*** EXTRACT PROVIDED
This week I noticed a lot of other parents juggling work/home balance. It was every which way I turned. At an 8am end of year party for my son’s French class, the teacher ran in 10 minutes late in a complete frenzy because her son had gotten sick right before she had to leave to entertain a classroom full of parents and children. On a conference call, I heard crying while a working mom tried desperately to resume our call. At art appreciation session training this morning, one of the creators chased her daughter around the room while chiming in on the discussion. I, myself, juggled work and motherhood, running from meetings in the city to catch the very last train to make school pick-up. For me, and for so many other women, life can be one big game of juggling. Sometimes it works, sometimes it doesn’t.
As I rushed from the suburbs to NYC to catch a matinee of ANN earlier this week, I thought about how hard it had been for go to a simple play. But as I sat watching a play about Ann Richards, the Texas Governor who was elected in 1990 but was then defeated by George W. Bush in 1994, I realized that my juggling issues are nothing compared to hers. In the play, we saw Richards swapping between calls with governors to calls with her children. She had been married for over 40 years and was solely raising a family before she entered politics but once she did, she never gave up on her family duties. As Governor of Texas, the 9th largest economy in the world, she sought and created change. She reformed the prison system, improved the economy and sought to end welfare and fought to defend abortion rights. She had a full agenda.
When Bush beat her after her first term, she said “I did not want my tombstone to read, ‘She kept a really clean house.’ I think I’d like them to remember me by saying, ‘She opened government to everyone.’” Remind you of a recent obituary that glorified a woman’s work in the kitchen? Yvonne Brill’s, of course. If you didn’t read it, you need to read it.
The show starts with a clip from the 1988 Democratic Convention when Richards gave the keynote speech. Her address was notable for including several humorous remarks displaying her down-home Texas charm such as: “I’m delighted to be here with you this evening, because after listening to George Bush all these years, I figured you needed to know what a real Texas accent sounds like.” That speech set the tone for her political future and it’s one that I remember very well. Then Holland Taylor comes out with Richard’s signature white hair and a solid southern accent and tells the group of college students she’s addressing that if someone told her she’d be governor in her day when women didn’t amount to anything, she never would have believed it.
******
*** PROVIDED MATERIAL
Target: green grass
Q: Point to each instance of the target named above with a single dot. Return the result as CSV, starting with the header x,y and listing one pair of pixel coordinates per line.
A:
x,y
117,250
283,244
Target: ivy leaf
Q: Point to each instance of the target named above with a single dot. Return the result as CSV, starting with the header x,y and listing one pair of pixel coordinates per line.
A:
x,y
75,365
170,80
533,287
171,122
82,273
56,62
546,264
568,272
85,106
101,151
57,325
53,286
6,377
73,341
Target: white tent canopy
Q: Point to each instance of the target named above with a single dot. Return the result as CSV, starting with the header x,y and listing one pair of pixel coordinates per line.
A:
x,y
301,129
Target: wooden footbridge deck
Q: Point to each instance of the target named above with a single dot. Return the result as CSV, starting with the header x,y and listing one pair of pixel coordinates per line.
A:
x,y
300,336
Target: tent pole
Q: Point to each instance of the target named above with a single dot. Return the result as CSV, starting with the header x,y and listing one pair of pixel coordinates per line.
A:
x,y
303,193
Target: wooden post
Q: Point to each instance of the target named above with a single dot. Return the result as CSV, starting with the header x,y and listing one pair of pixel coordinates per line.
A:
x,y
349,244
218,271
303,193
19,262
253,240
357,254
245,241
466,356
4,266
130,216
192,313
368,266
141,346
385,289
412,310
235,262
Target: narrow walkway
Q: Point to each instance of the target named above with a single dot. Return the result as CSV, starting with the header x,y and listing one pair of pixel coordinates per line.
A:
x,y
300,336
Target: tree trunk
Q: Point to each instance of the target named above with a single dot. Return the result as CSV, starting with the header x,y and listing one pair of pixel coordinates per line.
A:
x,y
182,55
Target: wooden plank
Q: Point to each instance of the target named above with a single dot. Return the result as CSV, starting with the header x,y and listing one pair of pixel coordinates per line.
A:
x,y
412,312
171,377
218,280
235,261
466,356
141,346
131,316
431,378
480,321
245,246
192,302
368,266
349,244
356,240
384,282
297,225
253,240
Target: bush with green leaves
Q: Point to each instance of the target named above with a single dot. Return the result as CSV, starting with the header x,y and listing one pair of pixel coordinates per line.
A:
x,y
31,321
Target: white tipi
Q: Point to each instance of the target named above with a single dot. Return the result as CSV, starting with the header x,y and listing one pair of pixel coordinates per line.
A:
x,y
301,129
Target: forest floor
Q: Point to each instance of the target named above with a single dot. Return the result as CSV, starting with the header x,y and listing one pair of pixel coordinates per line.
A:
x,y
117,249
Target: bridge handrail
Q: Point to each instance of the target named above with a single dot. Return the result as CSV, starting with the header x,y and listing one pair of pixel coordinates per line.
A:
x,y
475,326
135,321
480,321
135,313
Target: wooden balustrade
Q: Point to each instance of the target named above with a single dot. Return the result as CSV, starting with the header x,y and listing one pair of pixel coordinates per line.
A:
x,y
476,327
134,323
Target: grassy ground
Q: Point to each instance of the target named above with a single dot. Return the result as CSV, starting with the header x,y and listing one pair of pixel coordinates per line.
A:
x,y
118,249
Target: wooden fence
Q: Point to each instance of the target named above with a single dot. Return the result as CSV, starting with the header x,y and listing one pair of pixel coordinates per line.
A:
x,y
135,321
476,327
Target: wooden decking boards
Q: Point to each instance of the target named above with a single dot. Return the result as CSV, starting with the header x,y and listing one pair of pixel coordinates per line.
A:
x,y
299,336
******
*** PROVIDED MATERIAL
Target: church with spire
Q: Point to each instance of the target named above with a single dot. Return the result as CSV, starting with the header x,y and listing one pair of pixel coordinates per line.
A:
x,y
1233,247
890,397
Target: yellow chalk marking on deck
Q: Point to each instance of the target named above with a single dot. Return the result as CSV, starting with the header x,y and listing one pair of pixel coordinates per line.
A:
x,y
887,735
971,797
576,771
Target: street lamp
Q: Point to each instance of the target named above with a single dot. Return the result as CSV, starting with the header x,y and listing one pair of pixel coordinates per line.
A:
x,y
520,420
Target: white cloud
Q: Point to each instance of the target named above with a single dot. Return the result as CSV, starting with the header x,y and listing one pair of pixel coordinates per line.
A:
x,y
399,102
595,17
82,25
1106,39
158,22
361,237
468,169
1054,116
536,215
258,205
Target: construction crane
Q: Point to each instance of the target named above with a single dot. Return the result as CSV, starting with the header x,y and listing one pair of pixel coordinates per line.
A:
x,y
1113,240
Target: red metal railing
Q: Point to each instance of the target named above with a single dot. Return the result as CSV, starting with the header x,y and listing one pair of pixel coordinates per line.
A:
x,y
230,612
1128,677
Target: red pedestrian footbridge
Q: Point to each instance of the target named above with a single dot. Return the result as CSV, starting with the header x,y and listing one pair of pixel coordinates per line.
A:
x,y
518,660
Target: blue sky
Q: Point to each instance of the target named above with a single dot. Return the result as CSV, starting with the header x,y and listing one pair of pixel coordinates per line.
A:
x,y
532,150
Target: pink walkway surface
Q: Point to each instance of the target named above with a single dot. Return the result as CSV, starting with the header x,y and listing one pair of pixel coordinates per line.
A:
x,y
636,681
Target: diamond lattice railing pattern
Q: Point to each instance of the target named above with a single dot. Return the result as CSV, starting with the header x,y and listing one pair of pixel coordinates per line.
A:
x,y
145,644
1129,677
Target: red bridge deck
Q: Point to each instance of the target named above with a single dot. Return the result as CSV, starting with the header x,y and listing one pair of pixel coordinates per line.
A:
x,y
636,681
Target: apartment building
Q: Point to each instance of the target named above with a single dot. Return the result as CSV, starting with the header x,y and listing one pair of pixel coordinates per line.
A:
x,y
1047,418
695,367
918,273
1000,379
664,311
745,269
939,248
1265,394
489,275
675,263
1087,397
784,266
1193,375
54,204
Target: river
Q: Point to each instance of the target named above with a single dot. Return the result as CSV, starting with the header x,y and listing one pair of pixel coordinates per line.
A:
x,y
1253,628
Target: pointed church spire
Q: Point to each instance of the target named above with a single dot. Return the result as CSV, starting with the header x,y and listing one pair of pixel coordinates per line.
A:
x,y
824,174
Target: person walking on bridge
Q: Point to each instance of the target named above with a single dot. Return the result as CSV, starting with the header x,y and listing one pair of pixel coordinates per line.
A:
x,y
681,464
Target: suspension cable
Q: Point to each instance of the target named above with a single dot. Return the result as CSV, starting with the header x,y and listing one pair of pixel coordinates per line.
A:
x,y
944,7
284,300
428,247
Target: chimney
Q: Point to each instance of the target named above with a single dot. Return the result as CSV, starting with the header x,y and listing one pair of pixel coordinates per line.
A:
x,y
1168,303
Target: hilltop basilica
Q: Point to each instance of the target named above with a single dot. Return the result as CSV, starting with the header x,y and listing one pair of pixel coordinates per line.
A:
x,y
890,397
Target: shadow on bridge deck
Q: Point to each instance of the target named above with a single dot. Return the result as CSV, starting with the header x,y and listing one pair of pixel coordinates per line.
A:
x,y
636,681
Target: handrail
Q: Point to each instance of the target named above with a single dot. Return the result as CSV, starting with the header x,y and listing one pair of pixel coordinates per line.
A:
******
*** PROVIDED MATERIAL
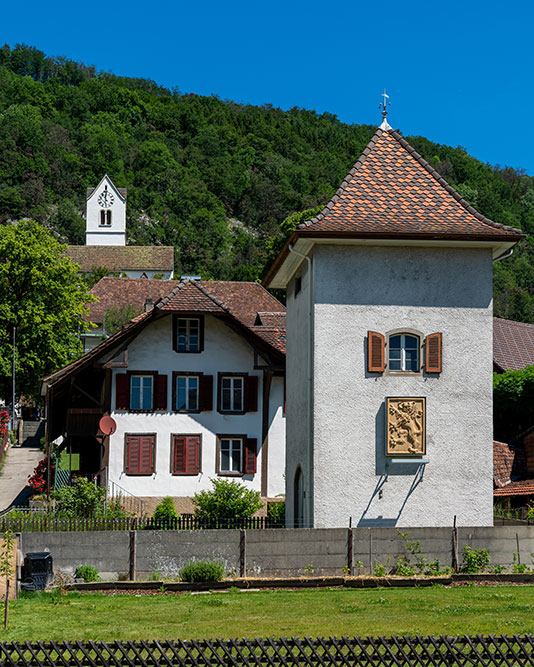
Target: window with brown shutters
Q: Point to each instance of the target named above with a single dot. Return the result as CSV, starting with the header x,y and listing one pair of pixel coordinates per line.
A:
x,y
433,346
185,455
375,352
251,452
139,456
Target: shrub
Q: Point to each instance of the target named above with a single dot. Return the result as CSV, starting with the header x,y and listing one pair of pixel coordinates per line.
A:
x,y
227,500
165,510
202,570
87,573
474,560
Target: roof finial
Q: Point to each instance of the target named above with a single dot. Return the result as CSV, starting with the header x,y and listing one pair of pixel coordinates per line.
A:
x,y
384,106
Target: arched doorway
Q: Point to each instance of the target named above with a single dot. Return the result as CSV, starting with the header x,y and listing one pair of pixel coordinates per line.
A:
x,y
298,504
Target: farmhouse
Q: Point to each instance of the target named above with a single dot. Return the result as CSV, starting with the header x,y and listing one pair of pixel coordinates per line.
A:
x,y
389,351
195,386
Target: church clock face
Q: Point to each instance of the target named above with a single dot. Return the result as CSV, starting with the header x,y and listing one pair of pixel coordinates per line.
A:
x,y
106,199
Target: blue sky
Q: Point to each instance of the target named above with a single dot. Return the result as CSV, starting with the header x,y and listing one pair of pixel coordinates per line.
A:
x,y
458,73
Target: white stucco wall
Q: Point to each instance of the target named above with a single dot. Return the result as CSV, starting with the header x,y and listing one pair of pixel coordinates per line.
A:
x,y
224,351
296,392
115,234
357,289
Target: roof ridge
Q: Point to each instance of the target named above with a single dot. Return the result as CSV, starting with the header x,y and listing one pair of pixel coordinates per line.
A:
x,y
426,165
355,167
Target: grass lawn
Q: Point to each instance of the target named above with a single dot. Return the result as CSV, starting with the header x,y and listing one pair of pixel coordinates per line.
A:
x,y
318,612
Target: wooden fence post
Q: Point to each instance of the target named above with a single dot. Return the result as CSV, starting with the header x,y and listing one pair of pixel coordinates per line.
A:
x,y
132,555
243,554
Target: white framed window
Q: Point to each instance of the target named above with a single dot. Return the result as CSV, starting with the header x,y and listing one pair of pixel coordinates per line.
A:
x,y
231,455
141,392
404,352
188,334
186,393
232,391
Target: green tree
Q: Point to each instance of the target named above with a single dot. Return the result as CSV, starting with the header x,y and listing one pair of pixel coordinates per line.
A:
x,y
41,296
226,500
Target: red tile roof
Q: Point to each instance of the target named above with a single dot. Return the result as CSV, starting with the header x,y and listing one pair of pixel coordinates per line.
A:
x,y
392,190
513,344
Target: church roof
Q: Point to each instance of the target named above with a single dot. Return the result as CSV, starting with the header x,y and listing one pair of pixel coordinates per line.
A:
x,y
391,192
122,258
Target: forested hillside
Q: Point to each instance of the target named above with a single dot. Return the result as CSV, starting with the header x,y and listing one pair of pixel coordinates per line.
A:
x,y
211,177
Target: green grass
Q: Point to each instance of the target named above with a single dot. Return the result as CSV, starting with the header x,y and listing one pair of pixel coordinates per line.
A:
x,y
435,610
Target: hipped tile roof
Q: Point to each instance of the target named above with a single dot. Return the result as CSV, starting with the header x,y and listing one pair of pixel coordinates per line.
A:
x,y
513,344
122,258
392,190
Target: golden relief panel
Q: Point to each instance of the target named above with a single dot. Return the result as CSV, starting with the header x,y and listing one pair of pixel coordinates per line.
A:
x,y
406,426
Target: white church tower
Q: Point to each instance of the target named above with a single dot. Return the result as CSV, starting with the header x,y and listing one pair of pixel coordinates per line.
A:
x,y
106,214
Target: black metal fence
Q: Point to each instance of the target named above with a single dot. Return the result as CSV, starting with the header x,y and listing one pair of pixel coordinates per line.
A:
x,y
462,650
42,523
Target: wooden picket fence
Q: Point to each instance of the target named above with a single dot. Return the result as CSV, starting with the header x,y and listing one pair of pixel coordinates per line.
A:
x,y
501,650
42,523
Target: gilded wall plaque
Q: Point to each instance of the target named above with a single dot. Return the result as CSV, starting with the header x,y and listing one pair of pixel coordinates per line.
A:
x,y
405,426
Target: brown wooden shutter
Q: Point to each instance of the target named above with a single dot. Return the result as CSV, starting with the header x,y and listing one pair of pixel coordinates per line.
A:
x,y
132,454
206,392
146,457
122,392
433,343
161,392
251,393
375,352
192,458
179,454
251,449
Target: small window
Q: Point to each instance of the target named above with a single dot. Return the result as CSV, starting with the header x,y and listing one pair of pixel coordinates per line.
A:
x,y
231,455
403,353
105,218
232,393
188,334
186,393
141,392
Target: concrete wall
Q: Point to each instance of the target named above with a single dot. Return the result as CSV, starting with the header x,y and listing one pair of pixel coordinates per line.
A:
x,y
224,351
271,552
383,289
******
_DIRECTIONS:_
A. Answer these questions about the post:
(i) In what year was Ann Richards elected Governor of Texas?
(ii) At which event did Richards give the keynote speech shown in the clip that opens the show?
(iii) Whose obituary does the post say glorified a woman's work in the kitchen?
B. Extract every line of the entries that contains the word "window".
The entries are unrelated to the post.

_COMPLETED EXERCISE:_
A.
(i) 1990
(ii) The 1988 Democratic Convention
(iii) Yvonne Brill's

B.
Target: window with brown shutters
Target: white framed window
Target: small window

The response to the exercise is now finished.